Excerpt to read
/---
Port Place began as a two-store strip mall that was built in 1952 on the site of the former Nanaimo Sports Grounds in the downtown area, with Simpsons-Sears and Safeway as the original anchor tenants.

The facility was expanded in 1967 by attaching an indoor mall (the second one in Nanaimo, after Northbrook Mall), which was then named Harbour Park Mall. Safeway moved into a larger location in the newly added mall portion, while Fields opened in the former Safeway space and Cunningham Drug (which was bought out by Shoppers Drug Mart in 1971) joined the tenant list.

Harbour Park underwent expansion again in the early 1980s with the construction of more retail space. In the following years, Safeway and Shoppers Drug Mart closed their locations at the mall and Sears was relocated to Rutherford Mall in north Nanaimo. Thrifty Foods took over as the supermarket anchor in 1988, London Drugs opened a location next to Thrifty Foods, and after a period of use as a bingo hall, the former Sears space was divided and renovated to accommodate Liquidation World, a fitness gym, and other retail spaces.

In 1997, Liquidation World and most of the other businesses in the old Sears location were forced to vacate their spaces to allow the Great Canadian Casino to move in. The only business that was not forced to move was Subway, which had a long-term lease at its then-location.
\---
Material shown
/---
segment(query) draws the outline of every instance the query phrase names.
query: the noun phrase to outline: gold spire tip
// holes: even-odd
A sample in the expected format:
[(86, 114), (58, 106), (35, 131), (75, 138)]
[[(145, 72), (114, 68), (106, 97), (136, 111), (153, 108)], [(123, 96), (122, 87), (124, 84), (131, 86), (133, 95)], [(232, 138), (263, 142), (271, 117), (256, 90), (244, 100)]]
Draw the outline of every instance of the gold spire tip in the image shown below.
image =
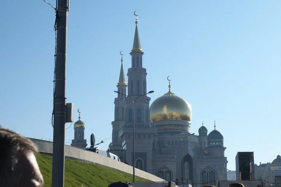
\---
Tasks for this exercise
A – In the history of Port Place, write out everything from "The facility was" down to "other retail spaces." again, switching "Safeway" to "Woodward's".
B – List every four-digit year that appears in the history of Port Place.
C – Carry the history of Port Place forward past its last sentence.

Per-task answers
A –
The facility was expanded in 1967 by attaching an indoor mall (the second one in Nanaimo, after Northbrook Mall), which was then named Harbour Park Mall. Woodward's moved into a larger location in the newly added mall portion, while Fields opened in the former Woodward's space and Cunningham Drug (which was bought out by Shoppers Drug Mart in 1971) joined the tenant list.

Harbour Park underwent expansion again in the early 1980s with the construction of more retail space. In the following years, Woodward's and Shoppers Drug Mart closed their locations at the mall and Sears was relocated to Rutherford Mall in north Nanaimo. Thrifty Foods took over as the supermarket anchor in 1988, London Drugs opened a location next to Thrifty Foods, and after a period of use as a bingo hall, the former Sears space was divided and renovated to accommodate Liquidation World, a fitness gym, and other retail spaces.

B – 1952, 1967, 1971, 1988, 1997

C –
Plans for renovation and refurbishment of Harbour Park by its owners were begun in 2000, most notably the demolition of several former retail spaces near Fields to make way for a food court. After a lengthy delay in renovating that part of the mall, the renovations were finished and the food court opened in 2004. That same year, the mall name was changed to the present Port Place upon completion of the mall renovation project.

In a 2009 recent announcement, Port Place owner First Capital Corp. revealed plans to redevelop much of the present Port Place site. In those plans, London Drugs and Thrifty Foods remained at their present locations, while the BC Liquor Store and the Medical Arts Centre moved to new locations across from the two anchor stores, CIBC and Subway moved to new locations in the London Drugs/Thrifty Foods block, and the remaining stores closed and others moved elsewhere in Nanaimo.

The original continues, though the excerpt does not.